## Written exercise
Write out the stretch of the records below from the line containing "A point marks every instance of the owl yellow" through the end of the records, copying each line exactly.
— begin Data shown —
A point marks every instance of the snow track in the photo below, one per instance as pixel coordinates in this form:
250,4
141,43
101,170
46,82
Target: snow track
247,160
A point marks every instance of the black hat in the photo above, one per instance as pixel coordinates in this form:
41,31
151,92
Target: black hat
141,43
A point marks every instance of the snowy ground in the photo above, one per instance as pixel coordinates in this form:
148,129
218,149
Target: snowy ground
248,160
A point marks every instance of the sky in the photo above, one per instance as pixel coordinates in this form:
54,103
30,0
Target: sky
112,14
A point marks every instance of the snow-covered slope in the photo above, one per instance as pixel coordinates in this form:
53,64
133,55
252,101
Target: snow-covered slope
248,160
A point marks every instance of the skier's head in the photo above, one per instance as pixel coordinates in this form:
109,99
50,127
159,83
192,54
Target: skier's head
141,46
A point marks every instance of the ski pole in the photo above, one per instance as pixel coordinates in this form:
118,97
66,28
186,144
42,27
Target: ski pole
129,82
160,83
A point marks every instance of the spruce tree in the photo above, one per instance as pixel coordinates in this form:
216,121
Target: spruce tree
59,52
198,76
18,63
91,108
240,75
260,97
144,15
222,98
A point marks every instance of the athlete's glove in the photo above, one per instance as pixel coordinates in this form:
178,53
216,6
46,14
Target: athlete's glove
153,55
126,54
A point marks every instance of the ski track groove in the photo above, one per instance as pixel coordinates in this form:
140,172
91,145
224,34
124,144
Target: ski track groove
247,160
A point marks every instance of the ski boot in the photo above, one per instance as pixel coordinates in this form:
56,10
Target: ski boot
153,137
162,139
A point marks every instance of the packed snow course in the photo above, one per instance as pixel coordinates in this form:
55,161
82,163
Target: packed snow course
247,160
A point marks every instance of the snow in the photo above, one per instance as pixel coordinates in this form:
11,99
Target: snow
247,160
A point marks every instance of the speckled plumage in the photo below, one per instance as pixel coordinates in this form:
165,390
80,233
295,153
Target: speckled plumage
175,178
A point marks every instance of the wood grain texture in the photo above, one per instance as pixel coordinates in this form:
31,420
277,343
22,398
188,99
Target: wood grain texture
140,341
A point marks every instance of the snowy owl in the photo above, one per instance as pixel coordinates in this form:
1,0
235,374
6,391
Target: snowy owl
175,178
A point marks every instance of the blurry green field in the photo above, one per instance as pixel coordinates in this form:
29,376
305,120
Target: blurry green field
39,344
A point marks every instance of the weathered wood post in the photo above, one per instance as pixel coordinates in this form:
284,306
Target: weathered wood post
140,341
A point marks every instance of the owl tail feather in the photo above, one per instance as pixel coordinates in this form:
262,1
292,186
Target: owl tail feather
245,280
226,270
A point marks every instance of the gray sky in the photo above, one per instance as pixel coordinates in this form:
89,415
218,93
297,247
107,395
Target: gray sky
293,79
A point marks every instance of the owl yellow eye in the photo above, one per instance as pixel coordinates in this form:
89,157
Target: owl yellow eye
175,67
— end Data shown —
## The output
A point marks every instance of the owl yellow eye in the photo above, one per instance as pixel coordinates in this form:
89,157
Target: owl yellow eye
175,67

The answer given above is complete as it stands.